As Hungarian theatre artists are under siege, a leading critic speaks out
A week ago, Andrea Tompa, President of the Hungarian Theatre Critics Association, came to Baltimore’s Center Stage to speak about the political pressures being placed on artists and writers in contemporary Hungary. Titled ‘The Dismantling of Hungarian Theatre’, this was the first event for Baltimore’s Open Theatre, which is gearing up to inaugurate a season of local and international acts.

The story she had to tell about Hungary was one sadly familiar to many in Eastern Europe. She went into theatre criticism as a university graduate in the mid 90’s, when Hungarian culture was in its first flush of post-Communism. Since then, political polarization and increasing nationalism has poisoned the dialogue on arts and national culture. What she was talking about is a cautionary tale for any American. The fact that she was invited to speak in Baltimore shows that the city is really a hotbed for emerging independent artists from abroad.

------------

Given request a. In the article on Hungarian theatre, rewrite the part starting with "The story she" and going on through "artists from abroad.", changing "theatre criticism" to "drama criticism".

(Excerpts of bounding box data)
------------

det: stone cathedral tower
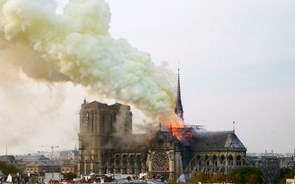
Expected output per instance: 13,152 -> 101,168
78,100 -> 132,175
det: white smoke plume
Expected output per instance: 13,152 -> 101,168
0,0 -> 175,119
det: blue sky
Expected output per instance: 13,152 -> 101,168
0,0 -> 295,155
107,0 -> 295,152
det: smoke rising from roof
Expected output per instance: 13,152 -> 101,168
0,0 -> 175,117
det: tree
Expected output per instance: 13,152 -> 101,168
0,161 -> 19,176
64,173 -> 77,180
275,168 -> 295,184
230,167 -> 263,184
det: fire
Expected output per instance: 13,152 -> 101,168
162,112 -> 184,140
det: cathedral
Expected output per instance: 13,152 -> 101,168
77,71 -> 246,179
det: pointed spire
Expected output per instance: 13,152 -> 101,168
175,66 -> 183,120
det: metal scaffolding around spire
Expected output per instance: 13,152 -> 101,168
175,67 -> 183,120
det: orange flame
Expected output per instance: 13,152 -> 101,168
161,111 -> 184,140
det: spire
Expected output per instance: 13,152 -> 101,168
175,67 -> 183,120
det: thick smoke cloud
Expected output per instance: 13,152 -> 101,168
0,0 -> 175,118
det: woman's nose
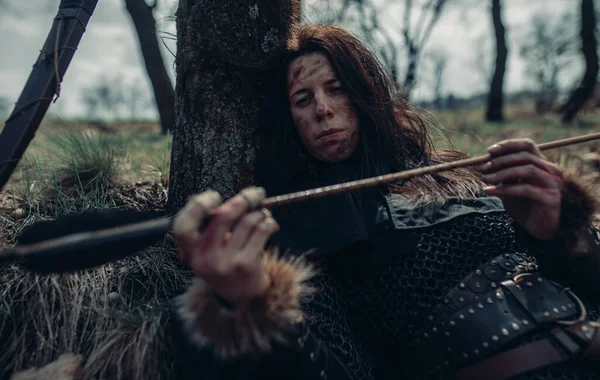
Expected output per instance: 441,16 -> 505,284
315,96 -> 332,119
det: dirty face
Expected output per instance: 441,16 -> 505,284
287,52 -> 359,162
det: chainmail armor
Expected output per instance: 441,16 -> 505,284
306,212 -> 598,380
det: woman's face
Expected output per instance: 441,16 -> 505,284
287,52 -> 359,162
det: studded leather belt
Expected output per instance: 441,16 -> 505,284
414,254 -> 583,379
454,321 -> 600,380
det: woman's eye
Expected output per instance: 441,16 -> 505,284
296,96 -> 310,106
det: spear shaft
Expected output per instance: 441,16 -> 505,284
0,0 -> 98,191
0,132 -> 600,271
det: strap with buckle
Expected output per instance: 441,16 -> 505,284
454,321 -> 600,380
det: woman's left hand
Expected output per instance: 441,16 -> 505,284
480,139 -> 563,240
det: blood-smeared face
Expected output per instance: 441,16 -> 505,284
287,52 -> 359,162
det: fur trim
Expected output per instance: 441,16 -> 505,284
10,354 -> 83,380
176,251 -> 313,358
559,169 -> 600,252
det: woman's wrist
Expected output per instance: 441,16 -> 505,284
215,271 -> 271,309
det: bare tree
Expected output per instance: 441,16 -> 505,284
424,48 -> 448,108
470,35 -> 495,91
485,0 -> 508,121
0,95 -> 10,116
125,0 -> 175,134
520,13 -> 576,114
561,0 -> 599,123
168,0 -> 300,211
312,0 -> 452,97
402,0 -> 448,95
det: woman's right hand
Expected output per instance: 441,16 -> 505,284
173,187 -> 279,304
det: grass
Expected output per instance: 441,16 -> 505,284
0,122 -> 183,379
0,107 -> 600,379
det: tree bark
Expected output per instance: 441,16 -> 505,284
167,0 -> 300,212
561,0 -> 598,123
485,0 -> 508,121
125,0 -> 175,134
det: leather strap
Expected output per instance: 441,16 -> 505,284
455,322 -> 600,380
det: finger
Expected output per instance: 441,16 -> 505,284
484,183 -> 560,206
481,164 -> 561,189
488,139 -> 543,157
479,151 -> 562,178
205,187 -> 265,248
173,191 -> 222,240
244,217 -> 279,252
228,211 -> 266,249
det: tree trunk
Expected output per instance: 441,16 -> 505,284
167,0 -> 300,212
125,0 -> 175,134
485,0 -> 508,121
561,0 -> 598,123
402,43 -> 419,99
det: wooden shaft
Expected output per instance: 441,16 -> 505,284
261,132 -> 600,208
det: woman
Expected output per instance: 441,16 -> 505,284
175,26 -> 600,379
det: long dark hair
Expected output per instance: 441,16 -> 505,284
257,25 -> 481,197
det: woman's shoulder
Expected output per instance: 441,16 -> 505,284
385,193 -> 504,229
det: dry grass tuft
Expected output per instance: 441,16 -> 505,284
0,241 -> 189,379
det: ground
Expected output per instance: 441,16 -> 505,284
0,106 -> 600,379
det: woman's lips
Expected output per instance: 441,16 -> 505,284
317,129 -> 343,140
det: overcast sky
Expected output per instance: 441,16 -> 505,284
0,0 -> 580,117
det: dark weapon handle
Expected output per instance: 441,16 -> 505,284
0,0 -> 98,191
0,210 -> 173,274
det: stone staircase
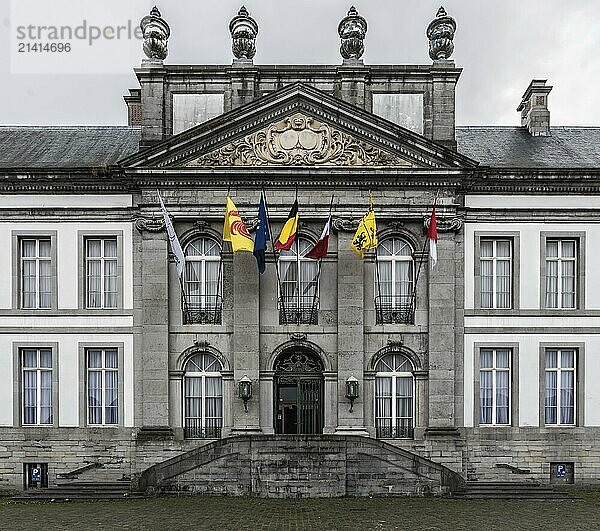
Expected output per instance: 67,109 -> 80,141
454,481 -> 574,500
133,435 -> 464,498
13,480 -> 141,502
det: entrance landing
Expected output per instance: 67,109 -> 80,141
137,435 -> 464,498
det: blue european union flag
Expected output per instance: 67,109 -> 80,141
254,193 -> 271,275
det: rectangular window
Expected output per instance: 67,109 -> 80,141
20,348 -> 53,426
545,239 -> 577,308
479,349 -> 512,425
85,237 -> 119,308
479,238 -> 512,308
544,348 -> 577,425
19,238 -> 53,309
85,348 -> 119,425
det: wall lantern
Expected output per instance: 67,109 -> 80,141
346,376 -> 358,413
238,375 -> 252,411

------------

Given request b. Rescale the listing from its first line through the line with "230,167 -> 263,184", both included, requests and all. Multiply every bounding-box coordinate in the answers by 0.95, round to whole numbers with halves going up, keep the requests and their expected-output samples unchanged, and leave out the pictures.

Exercise solution a.
The story she had to tell about Hungary was one sadly familiar to many in Eastern Europe. She went into drama criticism as a university graduate in the mid 90’s, when Hungarian culture was in its first flush of post-Communism. Since then, political polarization and increasing nationalism has poisoned the dialogue on arts and national culture. What she was talking about is a cautionary tale for any American. The fact that she was invited to speak in Baltimore shows that the city is really a hotbed for emerging independent artists from abroad.

Exercise solution b.
det: stone cathedral tower
Expected output per instance: 13,152 -> 101,168
74,95 -> 125,166
det: white smoke plume
Expected output per instance: 13,152 -> 101,168
0,0 -> 166,113
det: blue sky
Expected output per instance: 13,152 -> 101,168
0,0 -> 280,147
102,0 -> 280,144
det: smoke rising from roof
Expected output per instance: 13,152 -> 101,168
0,0 -> 166,111
det: tree
Expected output per instance: 13,152 -> 101,168
0,153 -> 18,167
61,164 -> 73,171
261,160 -> 280,175
219,159 -> 250,175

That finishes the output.